▶ [Problem to solve]:
Output the records below as a Markdown table with two columns, Row and Line. Number each line in Row, and leave out blank lines.

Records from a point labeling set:
■ ■ ■ ■ ■
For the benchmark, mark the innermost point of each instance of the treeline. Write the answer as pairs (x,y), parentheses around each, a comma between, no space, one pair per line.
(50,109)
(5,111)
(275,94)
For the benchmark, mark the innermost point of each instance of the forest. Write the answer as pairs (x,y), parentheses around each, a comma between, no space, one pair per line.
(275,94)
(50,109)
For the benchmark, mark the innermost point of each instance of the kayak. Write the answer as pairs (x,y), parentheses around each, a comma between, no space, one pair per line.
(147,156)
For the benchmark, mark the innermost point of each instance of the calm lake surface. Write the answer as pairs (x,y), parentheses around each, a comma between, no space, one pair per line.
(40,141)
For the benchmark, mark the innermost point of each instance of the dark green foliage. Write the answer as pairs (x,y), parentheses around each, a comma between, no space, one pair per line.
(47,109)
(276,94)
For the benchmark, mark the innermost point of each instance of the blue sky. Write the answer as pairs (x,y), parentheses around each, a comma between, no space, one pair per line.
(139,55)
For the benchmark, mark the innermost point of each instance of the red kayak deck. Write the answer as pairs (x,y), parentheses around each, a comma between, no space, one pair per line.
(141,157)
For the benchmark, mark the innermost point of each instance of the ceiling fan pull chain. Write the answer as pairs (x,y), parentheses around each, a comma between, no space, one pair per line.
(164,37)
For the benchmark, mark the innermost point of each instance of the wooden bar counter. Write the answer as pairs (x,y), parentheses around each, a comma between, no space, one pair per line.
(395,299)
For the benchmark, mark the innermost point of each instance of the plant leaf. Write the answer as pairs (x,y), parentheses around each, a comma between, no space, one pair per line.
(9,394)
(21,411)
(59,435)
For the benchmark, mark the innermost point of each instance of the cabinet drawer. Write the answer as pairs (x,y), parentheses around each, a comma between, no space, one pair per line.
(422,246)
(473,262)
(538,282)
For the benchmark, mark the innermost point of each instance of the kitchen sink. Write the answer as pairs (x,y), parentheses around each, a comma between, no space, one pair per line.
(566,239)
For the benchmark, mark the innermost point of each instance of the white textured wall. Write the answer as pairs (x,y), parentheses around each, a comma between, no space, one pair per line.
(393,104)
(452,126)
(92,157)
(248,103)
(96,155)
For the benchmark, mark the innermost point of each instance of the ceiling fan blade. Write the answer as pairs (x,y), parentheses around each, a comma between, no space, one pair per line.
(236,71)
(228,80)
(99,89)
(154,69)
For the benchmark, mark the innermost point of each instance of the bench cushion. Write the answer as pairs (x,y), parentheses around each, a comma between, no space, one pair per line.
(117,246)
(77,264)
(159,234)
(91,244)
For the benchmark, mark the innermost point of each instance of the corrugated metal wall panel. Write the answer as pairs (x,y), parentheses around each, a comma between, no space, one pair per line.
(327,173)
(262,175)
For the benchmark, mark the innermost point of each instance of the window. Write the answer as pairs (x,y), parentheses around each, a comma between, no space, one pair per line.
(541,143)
■ ■ ■ ■ ■
▶ [Final result]:
| Row | Line |
|---|---|
| 1 | For the benchmark, mark the innermost point of each instance of the treeline. Write the answer as pairs (x,y), parentheses around each, a comma between, no space, one pair per line. |
| 2 | (50,109) |
| 3 | (5,111) |
| 4 | (275,94) |
| 5 | For the benchmark, mark the innermost point of each instance of the forest. Write the answer as pairs (x,y), parentheses around each, a comma between, no space, one pair per line. |
| 6 | (275,94) |
| 7 | (50,109) |
| 8 | For the benchmark, mark the innermost point of each instance of the kayak. Write the answer as pairs (x,y), parentheses around each, a comma between, no space, one pair per line. |
| 9 | (147,156) |
| 10 | For the benchmark, mark the innermost point of each instance of the calm lake surface. Write the answer as pairs (x,y), parentheses around each, a comma between, no space, one pair per line. |
| 11 | (40,141) |
| 12 | For the benchmark, mark the innermost point of each instance of the dark green foliage. Write the answer as pairs (x,y), parentheses around each, a comma between, no space, one pair per line. |
| 13 | (47,109) |
| 14 | (276,94) |
| 15 | For the benchmark, mark the innermost point of each instance of the blue sky. Write the answer as pairs (x,y), parentheses around each, a comma between, no space, one pair per line. |
| 16 | (139,55) |
| 17 | For the benchmark, mark the innermost point of each instance of the red kayak deck. Write the answer as pairs (x,y), parentheses around each, a comma between, no space, one pair per line. |
| 18 | (141,157) |
| 19 | For the benchmark, mark the innermost point of each instance of the ceiling fan pull chain. Write the answer as pairs (x,y), parentheses around each, a comma between, no space, one pair per line. |
| 20 | (164,37) |
| 21 | For the benchmark, mark the innermost point of each instance of the wooden bar counter. Write the answer as pairs (x,y), parentheses around each, a comma between, no space, one pair per line. |
| 22 | (395,299) |
| 23 | For the benchmark, mark the innermost point of each instance of the plant leaf. Write the answer as pairs (x,y), parentheses around each, a comma between, no space, one pair per line. |
| 24 | (9,394) |
| 25 | (21,411) |
| 26 | (59,435) |
| 27 | For the benchmark, mark the innermost point of each instance of the cabinet drawer. Write the answer as pairs (x,y), parentheses around each, a comma between, no space, one pair per line. |
| 28 | (422,246) |
| 29 | (473,262) |
| 30 | (538,282) |
| 31 | For the benchmark, mark the innermost point of each instance of the kitchen sink. Write the answer as pairs (x,y), parentheses around each, a comma between, no space, one pair per line. |
| 32 | (566,239) |
| 33 | For the benchmark, mark the innermost point of each instance of the white textured wall. Write the answer as pairs (x,y), parentheses around each, a comma between, no space, one pair per line. |
| 34 | (393,104) |
| 35 | (452,126) |
| 36 | (92,157) |
| 37 | (248,103) |
| 38 | (96,155) |
| 39 | For the benchmark, mark the innermost point of each instance of the ceiling fan blade. Write the answer as pairs (x,y), parentheses around each, a comma between, no space, one pair per line. |
| 40 | (236,71) |
| 41 | (228,80) |
| 42 | (99,89) |
| 43 | (154,69) |
| 44 | For the benchmark, mark the innermost point of each instance of the bench cushion. Write the answer as pairs (x,y), parentheses around each, a comma between, no space, one pair per line. |
| 45 | (117,246) |
| 46 | (77,264) |
| 47 | (159,234) |
| 48 | (91,244) |
| 49 | For the benchmark, mark the innermost point of each instance of the corrugated metal wall panel. Write the answer as pairs (x,y), parentheses around each, a comma between, no space, one pair per line. |
| 50 | (327,173) |
| 51 | (262,175) |
| 52 | For the benchmark, mark the innermost point of each instance of the window. Write the answer as pairs (x,y), parentheses around each, a comma between, no space, one pair per line. |
| 53 | (541,143) |